**** Extracted material ****

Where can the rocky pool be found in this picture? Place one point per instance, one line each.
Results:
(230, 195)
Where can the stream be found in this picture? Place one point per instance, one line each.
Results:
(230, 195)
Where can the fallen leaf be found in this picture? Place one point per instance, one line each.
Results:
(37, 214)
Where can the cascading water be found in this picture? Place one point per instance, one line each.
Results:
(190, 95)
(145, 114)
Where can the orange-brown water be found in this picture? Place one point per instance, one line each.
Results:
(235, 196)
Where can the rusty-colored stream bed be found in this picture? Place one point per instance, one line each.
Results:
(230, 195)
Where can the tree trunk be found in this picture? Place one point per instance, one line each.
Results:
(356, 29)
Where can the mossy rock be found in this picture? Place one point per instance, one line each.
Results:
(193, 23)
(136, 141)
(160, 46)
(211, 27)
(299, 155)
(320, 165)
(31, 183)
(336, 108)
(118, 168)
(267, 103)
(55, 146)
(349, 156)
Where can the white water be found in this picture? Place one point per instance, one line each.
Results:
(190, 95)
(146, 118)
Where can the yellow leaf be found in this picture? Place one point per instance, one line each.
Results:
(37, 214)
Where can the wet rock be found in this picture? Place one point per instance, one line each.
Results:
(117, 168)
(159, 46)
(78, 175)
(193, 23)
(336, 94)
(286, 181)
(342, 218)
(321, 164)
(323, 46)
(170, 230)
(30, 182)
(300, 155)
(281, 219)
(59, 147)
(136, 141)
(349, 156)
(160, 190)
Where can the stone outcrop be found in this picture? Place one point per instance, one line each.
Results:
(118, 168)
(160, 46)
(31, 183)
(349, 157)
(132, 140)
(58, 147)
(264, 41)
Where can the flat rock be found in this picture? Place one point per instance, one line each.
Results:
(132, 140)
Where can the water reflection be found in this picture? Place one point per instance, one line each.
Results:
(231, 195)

****

#### Task directions
Wherever a line above contains the string "leaf", count it; then give the total alone.

#### Exercise answer
2